>> begin
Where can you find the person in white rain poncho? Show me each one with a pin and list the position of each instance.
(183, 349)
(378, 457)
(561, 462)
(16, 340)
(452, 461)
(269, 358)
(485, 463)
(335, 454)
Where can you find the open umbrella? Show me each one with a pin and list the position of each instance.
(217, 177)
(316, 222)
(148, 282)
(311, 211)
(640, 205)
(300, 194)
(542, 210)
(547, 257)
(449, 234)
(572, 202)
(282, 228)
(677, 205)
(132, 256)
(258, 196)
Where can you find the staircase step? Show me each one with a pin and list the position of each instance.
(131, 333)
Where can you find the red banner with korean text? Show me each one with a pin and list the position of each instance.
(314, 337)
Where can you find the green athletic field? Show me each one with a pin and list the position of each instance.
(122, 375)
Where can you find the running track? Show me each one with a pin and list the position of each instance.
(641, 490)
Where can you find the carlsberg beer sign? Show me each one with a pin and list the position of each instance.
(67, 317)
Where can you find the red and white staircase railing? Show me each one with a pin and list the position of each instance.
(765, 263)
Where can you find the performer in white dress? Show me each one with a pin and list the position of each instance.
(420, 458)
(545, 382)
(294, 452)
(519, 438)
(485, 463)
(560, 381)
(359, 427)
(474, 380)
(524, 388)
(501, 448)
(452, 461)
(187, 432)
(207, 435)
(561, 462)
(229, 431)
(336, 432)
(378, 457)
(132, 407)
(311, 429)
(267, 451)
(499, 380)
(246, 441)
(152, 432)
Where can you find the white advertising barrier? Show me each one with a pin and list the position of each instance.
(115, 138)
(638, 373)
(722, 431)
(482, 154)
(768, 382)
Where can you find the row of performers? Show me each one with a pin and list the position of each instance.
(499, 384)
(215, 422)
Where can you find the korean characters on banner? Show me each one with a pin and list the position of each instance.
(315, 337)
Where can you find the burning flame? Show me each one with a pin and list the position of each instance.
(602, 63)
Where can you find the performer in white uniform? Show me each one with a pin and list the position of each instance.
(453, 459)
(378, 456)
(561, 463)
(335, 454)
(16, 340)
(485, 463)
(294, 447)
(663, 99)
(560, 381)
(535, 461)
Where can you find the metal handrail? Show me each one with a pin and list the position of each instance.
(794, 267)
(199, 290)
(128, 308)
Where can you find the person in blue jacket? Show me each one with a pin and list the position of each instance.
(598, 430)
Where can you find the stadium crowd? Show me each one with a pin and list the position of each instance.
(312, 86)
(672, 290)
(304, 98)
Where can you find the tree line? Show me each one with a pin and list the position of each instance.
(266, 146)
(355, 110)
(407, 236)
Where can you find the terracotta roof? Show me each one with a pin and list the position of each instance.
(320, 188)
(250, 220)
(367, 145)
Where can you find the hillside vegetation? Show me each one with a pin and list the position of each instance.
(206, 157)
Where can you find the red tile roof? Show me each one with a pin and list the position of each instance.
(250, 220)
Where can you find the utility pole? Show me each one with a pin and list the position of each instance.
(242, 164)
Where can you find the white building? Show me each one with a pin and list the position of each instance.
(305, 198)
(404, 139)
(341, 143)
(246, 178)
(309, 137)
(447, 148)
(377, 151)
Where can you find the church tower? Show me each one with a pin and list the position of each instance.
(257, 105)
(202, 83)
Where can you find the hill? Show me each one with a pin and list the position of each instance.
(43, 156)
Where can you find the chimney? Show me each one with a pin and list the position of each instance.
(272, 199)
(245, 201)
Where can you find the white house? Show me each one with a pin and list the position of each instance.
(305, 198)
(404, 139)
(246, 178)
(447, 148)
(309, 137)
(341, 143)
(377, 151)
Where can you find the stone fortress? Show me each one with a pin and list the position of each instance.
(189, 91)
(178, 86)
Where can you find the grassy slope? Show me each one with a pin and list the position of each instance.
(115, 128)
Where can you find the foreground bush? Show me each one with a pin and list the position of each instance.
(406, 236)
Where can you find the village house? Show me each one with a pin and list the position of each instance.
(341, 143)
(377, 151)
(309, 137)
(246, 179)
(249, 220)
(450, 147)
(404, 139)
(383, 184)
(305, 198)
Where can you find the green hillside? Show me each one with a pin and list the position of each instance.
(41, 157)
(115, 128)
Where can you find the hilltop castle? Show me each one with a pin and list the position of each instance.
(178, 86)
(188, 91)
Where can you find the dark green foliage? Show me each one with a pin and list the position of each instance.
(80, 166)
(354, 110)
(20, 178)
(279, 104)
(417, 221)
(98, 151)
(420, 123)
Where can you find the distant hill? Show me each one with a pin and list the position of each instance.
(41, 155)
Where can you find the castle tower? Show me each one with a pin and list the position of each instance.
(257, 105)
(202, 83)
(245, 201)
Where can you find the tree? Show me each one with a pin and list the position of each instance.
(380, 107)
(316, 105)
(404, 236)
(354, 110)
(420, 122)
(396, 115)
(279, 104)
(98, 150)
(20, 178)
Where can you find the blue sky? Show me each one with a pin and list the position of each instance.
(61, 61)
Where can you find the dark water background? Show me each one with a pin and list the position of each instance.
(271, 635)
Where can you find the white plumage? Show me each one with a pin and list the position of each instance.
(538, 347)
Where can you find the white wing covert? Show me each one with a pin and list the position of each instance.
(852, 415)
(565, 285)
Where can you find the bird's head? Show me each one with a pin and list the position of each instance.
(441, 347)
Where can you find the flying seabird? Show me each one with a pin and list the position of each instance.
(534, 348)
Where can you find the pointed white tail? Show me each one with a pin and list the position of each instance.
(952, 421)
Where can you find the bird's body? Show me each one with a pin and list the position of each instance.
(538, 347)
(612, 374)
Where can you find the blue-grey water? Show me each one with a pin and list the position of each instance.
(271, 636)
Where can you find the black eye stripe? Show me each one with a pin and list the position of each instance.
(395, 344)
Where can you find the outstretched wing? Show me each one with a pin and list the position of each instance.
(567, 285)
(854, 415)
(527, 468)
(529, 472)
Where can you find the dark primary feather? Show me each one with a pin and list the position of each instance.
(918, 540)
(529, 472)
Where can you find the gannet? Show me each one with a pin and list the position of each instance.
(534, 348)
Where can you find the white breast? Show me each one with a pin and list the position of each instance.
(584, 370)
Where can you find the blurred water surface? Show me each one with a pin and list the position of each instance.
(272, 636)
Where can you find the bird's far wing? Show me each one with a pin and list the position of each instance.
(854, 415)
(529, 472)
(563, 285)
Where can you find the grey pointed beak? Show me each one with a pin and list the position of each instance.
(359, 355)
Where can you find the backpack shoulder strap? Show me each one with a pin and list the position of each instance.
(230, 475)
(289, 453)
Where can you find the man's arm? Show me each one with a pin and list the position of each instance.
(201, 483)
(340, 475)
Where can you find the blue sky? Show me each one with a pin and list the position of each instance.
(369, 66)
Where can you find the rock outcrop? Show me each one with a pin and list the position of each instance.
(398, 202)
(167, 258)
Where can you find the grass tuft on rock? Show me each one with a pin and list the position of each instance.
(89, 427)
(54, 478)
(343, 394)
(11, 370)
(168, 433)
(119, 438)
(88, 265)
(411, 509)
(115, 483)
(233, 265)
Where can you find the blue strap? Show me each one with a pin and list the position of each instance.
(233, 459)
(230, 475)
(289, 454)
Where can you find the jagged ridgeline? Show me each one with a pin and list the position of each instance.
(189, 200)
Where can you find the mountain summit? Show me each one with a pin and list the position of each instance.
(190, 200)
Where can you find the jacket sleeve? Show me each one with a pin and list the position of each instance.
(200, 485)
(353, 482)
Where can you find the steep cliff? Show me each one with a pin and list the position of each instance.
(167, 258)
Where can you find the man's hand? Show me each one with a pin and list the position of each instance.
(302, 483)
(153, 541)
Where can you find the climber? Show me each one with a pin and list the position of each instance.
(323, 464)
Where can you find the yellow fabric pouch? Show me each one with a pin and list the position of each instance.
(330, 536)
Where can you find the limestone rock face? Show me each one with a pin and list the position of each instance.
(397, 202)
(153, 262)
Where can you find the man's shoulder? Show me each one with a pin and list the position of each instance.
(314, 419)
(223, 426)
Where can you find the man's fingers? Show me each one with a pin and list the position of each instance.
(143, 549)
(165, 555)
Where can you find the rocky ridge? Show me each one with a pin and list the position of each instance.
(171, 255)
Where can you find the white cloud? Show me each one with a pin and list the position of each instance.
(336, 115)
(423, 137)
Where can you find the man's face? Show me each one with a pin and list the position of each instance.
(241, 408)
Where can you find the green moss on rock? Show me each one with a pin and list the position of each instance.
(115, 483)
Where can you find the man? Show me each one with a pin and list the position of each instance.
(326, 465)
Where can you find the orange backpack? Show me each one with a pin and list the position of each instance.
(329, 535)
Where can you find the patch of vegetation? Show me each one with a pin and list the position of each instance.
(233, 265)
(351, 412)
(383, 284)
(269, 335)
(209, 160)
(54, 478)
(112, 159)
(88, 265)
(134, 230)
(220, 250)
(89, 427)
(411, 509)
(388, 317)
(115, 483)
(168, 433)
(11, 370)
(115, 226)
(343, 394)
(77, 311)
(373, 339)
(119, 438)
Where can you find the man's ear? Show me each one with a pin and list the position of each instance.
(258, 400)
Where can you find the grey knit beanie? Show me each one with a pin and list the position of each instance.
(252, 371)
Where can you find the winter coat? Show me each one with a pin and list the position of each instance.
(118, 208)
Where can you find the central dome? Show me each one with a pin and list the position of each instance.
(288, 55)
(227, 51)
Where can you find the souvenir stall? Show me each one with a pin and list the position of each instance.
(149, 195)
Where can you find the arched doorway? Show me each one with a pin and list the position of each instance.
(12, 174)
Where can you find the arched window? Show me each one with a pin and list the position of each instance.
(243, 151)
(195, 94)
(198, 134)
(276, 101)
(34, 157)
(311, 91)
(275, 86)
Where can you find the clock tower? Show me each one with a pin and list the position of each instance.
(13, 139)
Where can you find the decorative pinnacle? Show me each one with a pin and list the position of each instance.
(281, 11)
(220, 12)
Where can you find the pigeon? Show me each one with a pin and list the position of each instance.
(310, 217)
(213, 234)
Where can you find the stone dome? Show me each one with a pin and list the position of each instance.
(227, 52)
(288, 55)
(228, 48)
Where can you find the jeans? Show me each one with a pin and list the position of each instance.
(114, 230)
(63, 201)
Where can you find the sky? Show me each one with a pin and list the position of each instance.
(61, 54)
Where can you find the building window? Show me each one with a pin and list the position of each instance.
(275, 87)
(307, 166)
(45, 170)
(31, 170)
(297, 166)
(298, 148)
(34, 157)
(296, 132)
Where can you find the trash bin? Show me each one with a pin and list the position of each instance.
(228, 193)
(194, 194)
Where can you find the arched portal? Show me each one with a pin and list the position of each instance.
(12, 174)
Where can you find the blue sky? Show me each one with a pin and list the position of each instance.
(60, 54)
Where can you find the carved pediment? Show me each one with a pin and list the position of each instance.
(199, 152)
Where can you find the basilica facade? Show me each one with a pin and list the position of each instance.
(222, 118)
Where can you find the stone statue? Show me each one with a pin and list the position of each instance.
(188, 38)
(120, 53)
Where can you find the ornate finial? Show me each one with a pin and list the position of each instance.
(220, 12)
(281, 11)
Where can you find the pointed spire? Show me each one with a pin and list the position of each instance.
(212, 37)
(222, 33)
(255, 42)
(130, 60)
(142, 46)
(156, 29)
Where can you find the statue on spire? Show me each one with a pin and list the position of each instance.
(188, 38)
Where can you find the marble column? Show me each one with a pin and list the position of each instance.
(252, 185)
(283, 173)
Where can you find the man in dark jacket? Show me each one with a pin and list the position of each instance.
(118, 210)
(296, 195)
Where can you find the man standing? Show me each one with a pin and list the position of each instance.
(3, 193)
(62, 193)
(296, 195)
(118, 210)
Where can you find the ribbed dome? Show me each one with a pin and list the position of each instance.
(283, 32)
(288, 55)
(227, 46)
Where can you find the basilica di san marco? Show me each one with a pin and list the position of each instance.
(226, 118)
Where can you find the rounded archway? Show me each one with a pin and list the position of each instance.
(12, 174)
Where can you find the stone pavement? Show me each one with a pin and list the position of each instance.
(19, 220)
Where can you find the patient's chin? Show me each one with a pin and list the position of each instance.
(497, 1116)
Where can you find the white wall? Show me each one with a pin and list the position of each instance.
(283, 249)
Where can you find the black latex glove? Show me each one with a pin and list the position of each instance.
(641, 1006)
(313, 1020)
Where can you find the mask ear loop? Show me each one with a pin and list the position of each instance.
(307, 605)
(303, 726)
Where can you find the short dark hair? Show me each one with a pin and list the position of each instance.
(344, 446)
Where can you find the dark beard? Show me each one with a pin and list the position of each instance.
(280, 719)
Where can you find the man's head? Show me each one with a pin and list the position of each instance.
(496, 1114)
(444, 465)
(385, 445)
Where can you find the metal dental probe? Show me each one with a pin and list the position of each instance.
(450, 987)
>> end
▸ **PROBLEM REQUIREMENTS**: Restate word for word the lines from the one holding "Where can you find the basilica di" to the end of the listing, both ends included, and nothing more.

▸ **RESPONSE TO THIS EXERCISE**:
Where can you find the basilica di san marco? Show me each one with a pin and list the position of each instance.
(226, 118)
Where can you find the rounded archway? Show me each one with a pin and list the position of each instance.
(12, 174)
Where can you find the stone pavement? Show me each one with a pin and list the position of each instance.
(19, 220)
Where can you find the patient's chin? Show me each one with a pin and list the position of each instance.
(497, 1116)
Where can you find the white wall? Show me each one with a pin and list the position of each instance.
(283, 249)
Where can you find the black latex glove? Show me each one with a pin and list the position of each instance.
(641, 1006)
(313, 1020)
Where can you find the mask ear loop? Show me each one with a pin and list the position of each instance.
(307, 605)
(303, 726)
Where can you find the short dark hair? Show me each one with a pin and list the position of each instance.
(344, 446)
Where can you find the dark beard? Show me each one with a pin and list the position of each instance.
(280, 719)
Where can you find the man's head? Show me each one with a pin and list the position of each instance.
(496, 1114)
(444, 465)
(385, 445)
Where can you find the metal dental probe? Show me each one with a pin and list the position of each instance.
(450, 987)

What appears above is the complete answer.